Goal:
Output only the lines from the one holding "out the stone" to the end of the data below, please, copied exactly.

Given entries:
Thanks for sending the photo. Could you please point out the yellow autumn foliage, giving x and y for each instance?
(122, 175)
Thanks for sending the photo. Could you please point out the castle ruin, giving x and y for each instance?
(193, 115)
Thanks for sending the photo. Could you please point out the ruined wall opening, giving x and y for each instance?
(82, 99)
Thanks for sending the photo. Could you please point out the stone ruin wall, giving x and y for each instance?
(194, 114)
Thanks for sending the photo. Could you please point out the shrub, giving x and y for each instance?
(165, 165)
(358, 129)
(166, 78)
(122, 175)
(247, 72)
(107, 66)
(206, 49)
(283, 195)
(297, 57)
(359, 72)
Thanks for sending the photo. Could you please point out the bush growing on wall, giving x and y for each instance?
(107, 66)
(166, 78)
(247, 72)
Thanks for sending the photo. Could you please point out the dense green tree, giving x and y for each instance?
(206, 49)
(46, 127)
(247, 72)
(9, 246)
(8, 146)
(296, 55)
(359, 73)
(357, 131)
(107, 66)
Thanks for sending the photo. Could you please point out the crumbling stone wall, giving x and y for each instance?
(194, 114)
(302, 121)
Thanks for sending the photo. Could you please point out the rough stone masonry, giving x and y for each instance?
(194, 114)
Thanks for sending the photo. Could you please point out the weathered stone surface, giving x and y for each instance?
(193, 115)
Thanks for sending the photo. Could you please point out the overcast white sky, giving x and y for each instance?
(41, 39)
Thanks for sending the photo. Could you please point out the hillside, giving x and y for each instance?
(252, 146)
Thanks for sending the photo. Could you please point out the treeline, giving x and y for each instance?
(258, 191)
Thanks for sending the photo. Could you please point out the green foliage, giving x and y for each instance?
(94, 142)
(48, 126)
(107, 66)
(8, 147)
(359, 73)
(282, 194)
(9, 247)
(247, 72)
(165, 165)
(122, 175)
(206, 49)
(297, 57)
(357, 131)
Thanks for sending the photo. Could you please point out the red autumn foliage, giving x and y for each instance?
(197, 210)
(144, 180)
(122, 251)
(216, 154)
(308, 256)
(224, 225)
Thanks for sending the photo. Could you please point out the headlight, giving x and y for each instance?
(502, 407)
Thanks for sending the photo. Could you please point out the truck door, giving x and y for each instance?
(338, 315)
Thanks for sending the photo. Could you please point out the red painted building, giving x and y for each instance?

Solution:
Thanks for sending the photo. Could you please point out the stone ruin wall, giving x and y for each instance?
(194, 114)
Thanks for sending the photo. Could you please point out the shrub, giving x and y for each instance?
(165, 165)
(358, 129)
(166, 78)
(122, 175)
(247, 72)
(107, 66)
(206, 49)
(283, 195)
(297, 57)
(359, 72)
Thanks for sending the photo. Could you please point out the bush growing on wall, giving x and y for each instance?
(107, 66)
(166, 78)
(247, 72)
Thanks for sending the photo. Could you please point out the dense green tree, giving x and y for each instance?
(206, 49)
(46, 127)
(247, 72)
(9, 246)
(8, 146)
(296, 55)
(359, 73)
(357, 131)
(107, 66)
Thanks for sending the photo. Could you please point out the crumbling stone wall, giving x and y for each instance?
(194, 114)
(302, 121)
Thanks for sending the photo. Could you please point out the rough stone masonry, giving x and y for each instance?
(194, 114)
Thanks for sending the photo. Could you please point out the weathered stone surface, giving x and y for each instance?
(193, 115)
Thanks for sending the photo. Could you please point out the overcast white sky, giving x and y for each instance?
(41, 39)
Thanks for sending the photo. Could you please point out the hillside, giving x and y for each instance?
(252, 146)
Thanks for sending the photo. Could you please point out the treeline, giving x and y for each instance?
(258, 191)
Thanks for sending the photo. Could you please point out the green foliage, giving x and y for each instance?
(94, 142)
(48, 126)
(107, 66)
(8, 147)
(359, 73)
(282, 194)
(9, 247)
(247, 72)
(165, 165)
(122, 175)
(206, 49)
(297, 57)
(357, 131)
Thanks for sending the photo. Could you please point out the red autumn foliage, giving x and y for each instance?
(197, 210)
(144, 180)
(122, 251)
(216, 154)
(308, 256)
(224, 225)
Thanks for sending the photo. Could you please point out the headlight, giving x and y for each instance?
(502, 407)
Thanks for sending the photo. Could you please point out the truck door, giving x and y for each instance?
(338, 315)
Thanks for sending the photo. Could you please point out the red painted building, giving x and y for each instance?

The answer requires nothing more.